Top of Reading text

Post-Army, Les returned to Pueblo and practiced law for 32 years with Predovich, Ward and Banner. He was a member of the Pueblo County, Denver, and Colorado Bar Associations and was CBA president in 1983–84. In 1964, the Pueblo chapter for the US Junior Chamber of Commerce named him Outstanding Young Man of the Year. The Pueblo County Bar Association presented him with its Outstanding Young Lawyer Award in 1965 and 1967.

In addition to his primary responsibilities in the legal field, Les had many other duties. He served as president of the St. Mary Corwin Medical Center, Pueblo Public Library, and Pueblo Kiwanis Club. He was a trustee for the Thatcher Foundation and the Frank I. Lamb Foundation, was a founder of the Broadway Theater League of Pueblo and was appointed by Gov. Richard Lamm as one of nine members of the Colorado Commission of the Bicentennial of the US Constitution. He was a lawyer for The Denver Post and served as president of the Helen G. Bonfils Foundation, which left an endowment to start the Denver Center of the Performing Arts (DCPA). Les served as the DCPA’s attorney from its inception in 1972 and, in 1979, he helped Don Seawell create the DCPA Theatre Company and open the Helen Bonfils Theatre Complex, where he served as a board member.

In 1989, he retired from law practice in Pueblo and moved to Denver when the DCPA recruited him to become its first president and chief operating officer, and he excelled at his post until retiring in 2005. During his tenure, Les supervised the creation of the DCPA’s National Center for Voice and Speech, and the building of the Seawell Ballroom in the early 1990s. He worked with the city to open the Buell Theatre in 1990 as a home for Broadway touring productions. He was elected chair of the Performing Arts Centers Consortium, a group of 27 performing arts centers from New York City to Australia. In 1998, the DCPA Theatre Company won the American Theatre Wing’s Tony Award as the nation’s Outstanding Regional Theatre. The DCPA became one of the top places in the country for the marketing of Broadway shows and was the national launching point for many of them. The center was also the home of the National Theatre Conservatory, a training center for actors. He was active with the Denver Metro Chamber and Denver Civic Ventures, and served on the board of Cleo Parker Robinson Dance.

Bottom of Reading text
Top of Dataset content

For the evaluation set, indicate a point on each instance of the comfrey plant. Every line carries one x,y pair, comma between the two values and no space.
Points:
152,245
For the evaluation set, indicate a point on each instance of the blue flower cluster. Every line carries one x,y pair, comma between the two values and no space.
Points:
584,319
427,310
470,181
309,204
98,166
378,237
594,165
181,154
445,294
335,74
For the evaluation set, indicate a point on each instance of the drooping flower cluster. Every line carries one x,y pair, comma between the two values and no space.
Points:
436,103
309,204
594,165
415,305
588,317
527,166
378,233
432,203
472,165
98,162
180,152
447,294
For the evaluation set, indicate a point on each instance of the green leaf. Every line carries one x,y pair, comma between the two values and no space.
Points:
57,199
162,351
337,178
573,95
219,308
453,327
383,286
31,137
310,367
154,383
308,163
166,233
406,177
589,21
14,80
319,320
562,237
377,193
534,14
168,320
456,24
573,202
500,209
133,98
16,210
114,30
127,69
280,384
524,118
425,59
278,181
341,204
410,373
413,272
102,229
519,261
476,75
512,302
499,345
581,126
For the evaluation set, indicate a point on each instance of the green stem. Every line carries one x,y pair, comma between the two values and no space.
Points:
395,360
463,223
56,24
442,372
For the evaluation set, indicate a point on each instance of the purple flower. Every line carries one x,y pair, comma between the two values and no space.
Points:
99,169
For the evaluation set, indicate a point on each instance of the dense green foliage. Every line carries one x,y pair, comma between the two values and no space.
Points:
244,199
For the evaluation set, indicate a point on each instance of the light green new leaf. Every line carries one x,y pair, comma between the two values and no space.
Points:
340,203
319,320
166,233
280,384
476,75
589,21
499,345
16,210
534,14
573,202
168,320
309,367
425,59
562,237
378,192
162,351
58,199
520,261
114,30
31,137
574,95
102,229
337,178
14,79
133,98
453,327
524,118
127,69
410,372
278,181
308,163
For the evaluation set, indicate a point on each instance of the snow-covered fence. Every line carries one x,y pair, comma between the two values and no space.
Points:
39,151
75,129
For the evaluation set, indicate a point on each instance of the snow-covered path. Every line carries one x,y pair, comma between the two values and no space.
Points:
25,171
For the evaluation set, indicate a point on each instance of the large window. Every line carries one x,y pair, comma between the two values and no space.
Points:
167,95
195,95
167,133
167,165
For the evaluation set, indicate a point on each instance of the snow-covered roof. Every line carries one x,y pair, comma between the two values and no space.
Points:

Bottom of Dataset content

Complete the following
a – Please list every foundation named in the text about Les.
b – Swap "32 years" for "thirty-two years" and give the text about Les again, from "Post-Army, Les returned" up to and including "1965 and 1967.".
The material comes from a different source than the text about Les.

Solution set
a – Thatcher Foundation, Frank I. Lamb Foundation, Helen G. Bonfils Foundation

b –
Post-Army, Les returned to Pueblo and practiced law for thirty-two years with Predovich, Ward and Banner. He was a member of the Pueblo County, Denver, and Colorado Bar Associations and was CBA president in 1983–84. In 1964, the Pueblo chapter for the US Junior Chamber of Commerce named him Outstanding Young Man of the Year. The Pueblo County Bar Association presented him with its Outstanding Young Lawyer Award in 1965 and 1967.